**文書抜粋:**

* * * * *

2009.2.2、コメントの受け付けは終了致しました。感想、ご意見をお寄せ下さった皆様、ありがとうございました!

  1. Shareという機能は斬新でしたね。こういう機能が他のソフトでもできるといいですね。MAXとのコラボも期待したいです。

    Comment by Fine — 2009 年 1 月 16 日 @ 8:56 PM

  2. Cyclling’74との共同開発品やっときたか!っという感じっすね。正直全部欲しいくらいですが、AKAIのコンとローラーは微妙かな?っと思いました。既存のMIDIコンで対応今までしていたわけだし、購入してもLiveでしか意味なしそうにないし。グループ機能、オートクロスフェーダーの機能は待ってました!的な感じで楽しみです。

    Comment by にゃお — 2009 年 1 月 16 日 @ 9:58 PM

  3. 「MAX for LIVE」と「APC40」でLiveをコントロールがいいですね。monomeっぽくも使える(?)…Cyclling’74さんにForumとか立ち上がってくれたら、これまた最高なんでしょうね!色々なパッチが出て来るのを凄く期待してしまいます。発売が楽しみです。

* * * * *

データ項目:

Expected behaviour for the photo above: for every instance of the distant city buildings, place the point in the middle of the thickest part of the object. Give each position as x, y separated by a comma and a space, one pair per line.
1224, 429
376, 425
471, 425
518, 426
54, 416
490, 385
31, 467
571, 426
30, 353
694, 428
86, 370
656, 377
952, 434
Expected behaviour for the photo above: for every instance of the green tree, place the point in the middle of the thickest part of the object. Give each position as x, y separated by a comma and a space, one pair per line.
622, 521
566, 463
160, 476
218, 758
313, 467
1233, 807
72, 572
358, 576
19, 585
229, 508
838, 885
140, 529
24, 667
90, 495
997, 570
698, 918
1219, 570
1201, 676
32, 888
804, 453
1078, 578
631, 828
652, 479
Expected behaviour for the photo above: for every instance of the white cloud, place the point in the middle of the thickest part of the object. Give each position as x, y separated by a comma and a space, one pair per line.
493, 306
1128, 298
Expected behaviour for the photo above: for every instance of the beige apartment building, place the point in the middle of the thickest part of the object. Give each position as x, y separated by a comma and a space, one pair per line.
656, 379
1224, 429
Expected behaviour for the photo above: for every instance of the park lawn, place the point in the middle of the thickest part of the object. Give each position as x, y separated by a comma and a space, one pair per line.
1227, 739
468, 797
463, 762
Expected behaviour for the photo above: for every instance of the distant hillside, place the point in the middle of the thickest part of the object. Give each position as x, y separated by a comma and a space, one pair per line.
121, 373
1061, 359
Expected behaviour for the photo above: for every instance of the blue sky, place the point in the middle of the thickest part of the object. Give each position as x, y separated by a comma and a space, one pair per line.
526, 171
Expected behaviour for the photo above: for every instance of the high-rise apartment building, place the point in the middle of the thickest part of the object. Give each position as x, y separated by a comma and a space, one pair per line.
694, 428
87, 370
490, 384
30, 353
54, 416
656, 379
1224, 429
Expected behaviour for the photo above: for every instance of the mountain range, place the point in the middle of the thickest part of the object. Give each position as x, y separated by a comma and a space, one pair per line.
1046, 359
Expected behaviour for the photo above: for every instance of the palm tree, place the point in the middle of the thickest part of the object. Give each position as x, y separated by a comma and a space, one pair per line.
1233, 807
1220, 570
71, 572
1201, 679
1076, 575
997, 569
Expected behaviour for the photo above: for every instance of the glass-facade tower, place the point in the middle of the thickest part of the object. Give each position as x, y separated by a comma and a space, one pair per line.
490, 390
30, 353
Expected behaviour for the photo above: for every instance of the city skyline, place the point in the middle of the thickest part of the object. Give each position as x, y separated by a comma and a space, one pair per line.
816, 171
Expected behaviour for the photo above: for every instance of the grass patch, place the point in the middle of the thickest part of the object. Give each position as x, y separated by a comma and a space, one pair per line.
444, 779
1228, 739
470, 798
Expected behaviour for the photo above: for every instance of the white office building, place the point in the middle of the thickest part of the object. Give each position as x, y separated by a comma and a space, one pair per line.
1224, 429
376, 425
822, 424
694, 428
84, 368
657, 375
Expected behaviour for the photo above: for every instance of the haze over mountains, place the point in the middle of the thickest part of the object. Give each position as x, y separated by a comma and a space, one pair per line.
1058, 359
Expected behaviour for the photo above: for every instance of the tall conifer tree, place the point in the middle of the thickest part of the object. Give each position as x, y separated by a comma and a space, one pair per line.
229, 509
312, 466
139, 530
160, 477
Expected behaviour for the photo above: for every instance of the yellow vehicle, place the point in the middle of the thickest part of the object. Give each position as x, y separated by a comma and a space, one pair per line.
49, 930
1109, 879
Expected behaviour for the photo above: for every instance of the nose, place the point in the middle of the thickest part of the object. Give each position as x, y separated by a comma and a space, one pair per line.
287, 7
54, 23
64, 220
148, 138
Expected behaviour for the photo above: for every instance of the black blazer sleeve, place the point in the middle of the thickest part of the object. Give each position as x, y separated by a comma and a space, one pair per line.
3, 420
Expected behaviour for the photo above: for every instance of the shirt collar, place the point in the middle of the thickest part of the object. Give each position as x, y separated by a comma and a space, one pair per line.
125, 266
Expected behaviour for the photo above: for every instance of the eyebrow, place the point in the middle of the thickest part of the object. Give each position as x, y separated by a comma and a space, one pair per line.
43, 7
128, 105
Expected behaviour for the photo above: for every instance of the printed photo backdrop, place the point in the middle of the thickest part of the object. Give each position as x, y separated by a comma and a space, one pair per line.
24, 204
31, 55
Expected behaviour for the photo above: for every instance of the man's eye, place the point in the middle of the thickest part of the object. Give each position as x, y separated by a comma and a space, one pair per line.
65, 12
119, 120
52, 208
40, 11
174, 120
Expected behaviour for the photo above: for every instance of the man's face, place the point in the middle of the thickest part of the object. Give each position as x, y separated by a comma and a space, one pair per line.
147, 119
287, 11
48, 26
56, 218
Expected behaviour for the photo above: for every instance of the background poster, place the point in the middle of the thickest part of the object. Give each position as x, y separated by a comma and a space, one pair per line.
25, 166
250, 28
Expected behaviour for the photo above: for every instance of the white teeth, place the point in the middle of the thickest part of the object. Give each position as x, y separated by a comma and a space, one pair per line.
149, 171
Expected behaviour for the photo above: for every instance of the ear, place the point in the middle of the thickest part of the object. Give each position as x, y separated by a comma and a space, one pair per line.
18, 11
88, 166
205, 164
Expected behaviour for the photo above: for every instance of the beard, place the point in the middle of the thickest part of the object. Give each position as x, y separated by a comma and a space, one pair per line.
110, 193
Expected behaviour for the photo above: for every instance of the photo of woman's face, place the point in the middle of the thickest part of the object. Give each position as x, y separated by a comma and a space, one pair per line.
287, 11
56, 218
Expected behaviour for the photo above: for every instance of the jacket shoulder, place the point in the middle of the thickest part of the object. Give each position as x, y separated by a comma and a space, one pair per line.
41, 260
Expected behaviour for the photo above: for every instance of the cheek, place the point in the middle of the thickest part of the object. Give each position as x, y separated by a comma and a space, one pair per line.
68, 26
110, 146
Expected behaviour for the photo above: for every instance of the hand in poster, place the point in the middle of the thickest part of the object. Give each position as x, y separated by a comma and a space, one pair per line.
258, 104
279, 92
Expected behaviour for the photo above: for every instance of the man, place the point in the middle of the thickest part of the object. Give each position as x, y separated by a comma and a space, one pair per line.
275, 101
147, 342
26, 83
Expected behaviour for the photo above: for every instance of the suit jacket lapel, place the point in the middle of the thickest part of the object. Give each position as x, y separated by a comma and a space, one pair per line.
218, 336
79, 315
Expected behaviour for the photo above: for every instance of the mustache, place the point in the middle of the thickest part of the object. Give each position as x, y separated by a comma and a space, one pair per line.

* * * * *

**課題文 A:**
文書抜粋の内容に照らして、(i)〜(iii)の記述がそれぞれ正しいかどうかを「はい」か「いいえ」で答え、判断の根拠となる本文の語句をそのまま引用しなさい。
(i) コメントの受け付けは2009年2月2日に終了した。
(ii) にゃおは、AKAIのコントローラーをぜひ購入したいと述べている。
(iii) Fineは、Shareという機能を斬新だったと述べている。
**課題文 B:**
文書抜粋を読んで、(i)〜(iii)の問いに答えなさい。
(i) Fineのコメントが投稿された日時はいつか。
(ii) にゃおが「待ってました!」と感じている機能は何か。
(iii) 3番目のコメントで、Liveをコントロールする手段として挙げられている二つは何か。
資料はここでは用いない。

**課題の解答 A:**
(i) はい。「2009.2.2、コメントの受け付けは終了致しました。」
(ii) いいえ。「AKAIのコンとローラーは微妙かな?っと思いました。」
(iii) はい。「Shareという機能は斬新でしたね。」

**課題の解答 B:**
(i) 2009年1月16日午後8時56分
(ii) グループ機能とオートクロスフェーダーの機能
(iii) 「MAX for LIVE」と「APC40」